» **GIVEN DATA**
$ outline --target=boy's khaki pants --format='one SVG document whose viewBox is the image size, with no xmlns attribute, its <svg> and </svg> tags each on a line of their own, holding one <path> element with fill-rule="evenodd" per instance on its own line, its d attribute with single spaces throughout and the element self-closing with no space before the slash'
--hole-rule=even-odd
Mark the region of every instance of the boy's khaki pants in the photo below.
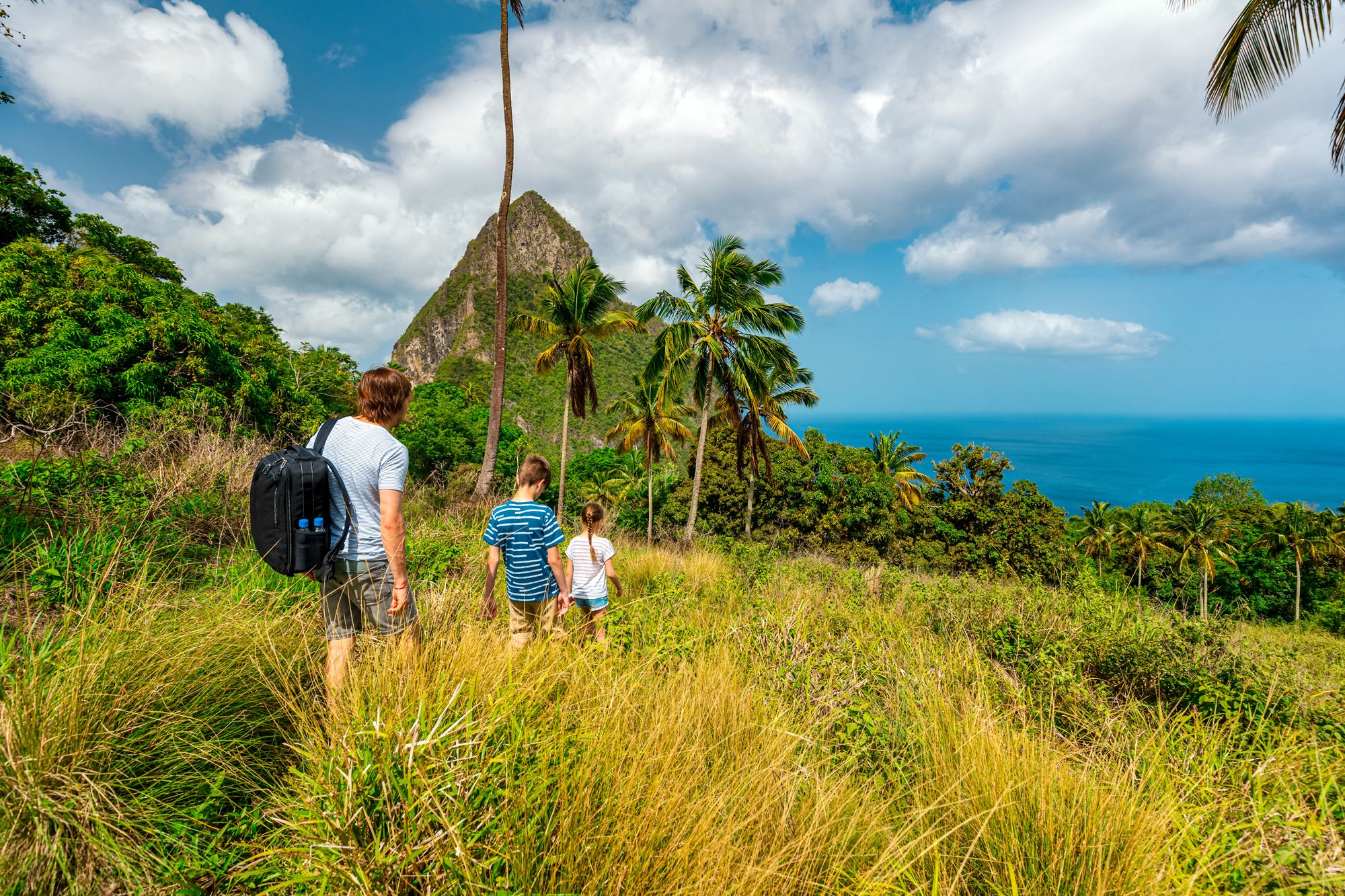
<svg viewBox="0 0 1345 896">
<path fill-rule="evenodd" d="M 510 647 L 514 650 L 527 647 L 537 638 L 538 631 L 543 638 L 565 634 L 561 618 L 555 615 L 555 597 L 547 597 L 546 600 L 508 601 Z"/>
</svg>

» **INSTRUCTIONS FOR THE TASK**
Can you reproduce the lines above word for word, leaving the picture out of your answer?

» **FINAL ANSWER**
$ outline --target=boy's khaki pants --format='one SVG document whose viewBox is the image size, with no xmlns attribute, its <svg> and </svg> tags each on a line of their own, holding one <path> element with fill-rule="evenodd" per instance on its own line, its d attribute with single spaces throughout and the element self-closing with no space before the slash'
--hole-rule=even-odd
Mark the region of every instance of the boy's khaki pants in the photo below.
<svg viewBox="0 0 1345 896">
<path fill-rule="evenodd" d="M 510 647 L 514 650 L 527 647 L 537 638 L 538 631 L 543 638 L 565 634 L 561 618 L 555 615 L 555 597 L 547 597 L 546 600 L 508 601 Z"/>
</svg>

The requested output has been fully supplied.